(Selected extract)

The researchers describe that CPEB1 shortens a highly specific region of RNAs (RNAs are the molecules that carry gene information for protein synthesis). This region holds most of the signals that determine whether an RNA molecule is made into a protein or not. "CPEB1 "takes off the brakes" for hundreds of RNAs that stimulate cell desdifferentiation and proliferation, allowing them to be made into proteins; however, in addition to removing the brakes in the nucleus, this protein accompanies RNA to the cytoplasm, where it speeds up the production of these proteins", explains the senior author of the paper Raúl Méndez, head of the "Translational control of cell cycle and differentiation" group at IRB Barcelona.
Raúl Méndez is an expert on the CPBE protein family, a type of RNA-binding protein that has a positive and crucial role in early embryo development. "CPEB proteins are necessary during development and also during tissue regeneration via stem cells in adults, but if the programme governed by CPEBs is continually switched on, cells divide when they are not supposed to and form a tumor", explains Méndez. The CPEB family comprises four proteins, which compensate each other's normal function but which have specific activities in diseased states.

(End Selected extract)

Answer these questions from the text on CPEB proteins above:
1. After removing the brakes in the nucleus, where does CPEB1 accompany RNA?
2. How many proteins make up the CPEB family?
3. Which group does Raúl Méndez head at IRB Barcelona?

(Stored data)

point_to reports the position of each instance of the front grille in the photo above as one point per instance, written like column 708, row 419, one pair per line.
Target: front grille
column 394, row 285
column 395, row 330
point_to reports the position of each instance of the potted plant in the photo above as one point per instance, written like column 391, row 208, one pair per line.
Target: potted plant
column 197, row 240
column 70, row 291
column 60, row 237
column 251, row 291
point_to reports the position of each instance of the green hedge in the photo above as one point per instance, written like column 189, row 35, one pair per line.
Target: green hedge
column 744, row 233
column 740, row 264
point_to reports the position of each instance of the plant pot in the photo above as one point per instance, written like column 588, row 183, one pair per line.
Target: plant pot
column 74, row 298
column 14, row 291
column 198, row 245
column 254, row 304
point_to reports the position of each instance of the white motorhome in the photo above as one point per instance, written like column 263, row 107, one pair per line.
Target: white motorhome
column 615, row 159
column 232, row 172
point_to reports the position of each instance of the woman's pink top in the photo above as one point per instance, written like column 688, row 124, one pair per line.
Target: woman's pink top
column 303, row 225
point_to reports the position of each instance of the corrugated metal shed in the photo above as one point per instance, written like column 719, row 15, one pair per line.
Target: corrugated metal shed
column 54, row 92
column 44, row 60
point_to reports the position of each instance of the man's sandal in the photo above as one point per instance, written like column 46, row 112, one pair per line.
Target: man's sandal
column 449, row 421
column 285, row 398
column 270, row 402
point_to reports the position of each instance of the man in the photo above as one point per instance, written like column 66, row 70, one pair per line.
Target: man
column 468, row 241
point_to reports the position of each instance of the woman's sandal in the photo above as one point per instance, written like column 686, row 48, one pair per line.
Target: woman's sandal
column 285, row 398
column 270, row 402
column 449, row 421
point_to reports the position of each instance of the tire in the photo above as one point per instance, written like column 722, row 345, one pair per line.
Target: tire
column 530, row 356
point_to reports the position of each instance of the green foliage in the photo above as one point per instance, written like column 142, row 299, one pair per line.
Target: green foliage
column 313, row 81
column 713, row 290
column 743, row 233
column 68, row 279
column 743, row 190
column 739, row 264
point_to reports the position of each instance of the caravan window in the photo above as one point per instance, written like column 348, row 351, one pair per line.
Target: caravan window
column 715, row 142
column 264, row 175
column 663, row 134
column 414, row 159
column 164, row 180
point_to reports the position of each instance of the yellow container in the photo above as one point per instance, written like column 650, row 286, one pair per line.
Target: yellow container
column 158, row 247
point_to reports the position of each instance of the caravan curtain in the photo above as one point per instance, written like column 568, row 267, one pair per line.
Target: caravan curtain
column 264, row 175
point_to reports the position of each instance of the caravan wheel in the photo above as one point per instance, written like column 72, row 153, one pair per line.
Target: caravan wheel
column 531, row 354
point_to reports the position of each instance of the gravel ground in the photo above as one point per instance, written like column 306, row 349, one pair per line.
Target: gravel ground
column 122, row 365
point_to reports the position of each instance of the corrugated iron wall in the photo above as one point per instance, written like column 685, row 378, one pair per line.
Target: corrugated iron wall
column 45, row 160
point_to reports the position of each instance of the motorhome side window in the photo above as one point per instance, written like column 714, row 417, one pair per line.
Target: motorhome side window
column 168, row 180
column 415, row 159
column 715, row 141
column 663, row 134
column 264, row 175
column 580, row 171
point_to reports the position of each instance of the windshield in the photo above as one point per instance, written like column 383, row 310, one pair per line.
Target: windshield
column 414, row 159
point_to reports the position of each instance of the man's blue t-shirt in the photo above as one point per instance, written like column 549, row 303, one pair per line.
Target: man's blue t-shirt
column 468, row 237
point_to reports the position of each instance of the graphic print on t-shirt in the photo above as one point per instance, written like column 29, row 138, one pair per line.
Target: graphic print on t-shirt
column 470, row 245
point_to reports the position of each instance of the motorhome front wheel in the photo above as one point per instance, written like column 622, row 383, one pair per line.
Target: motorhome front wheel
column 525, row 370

(End Stored data)

**Task answer**
1. The cytoplasm.
2. Four.
3. The "Translational control of cell cycle and differentiation" group.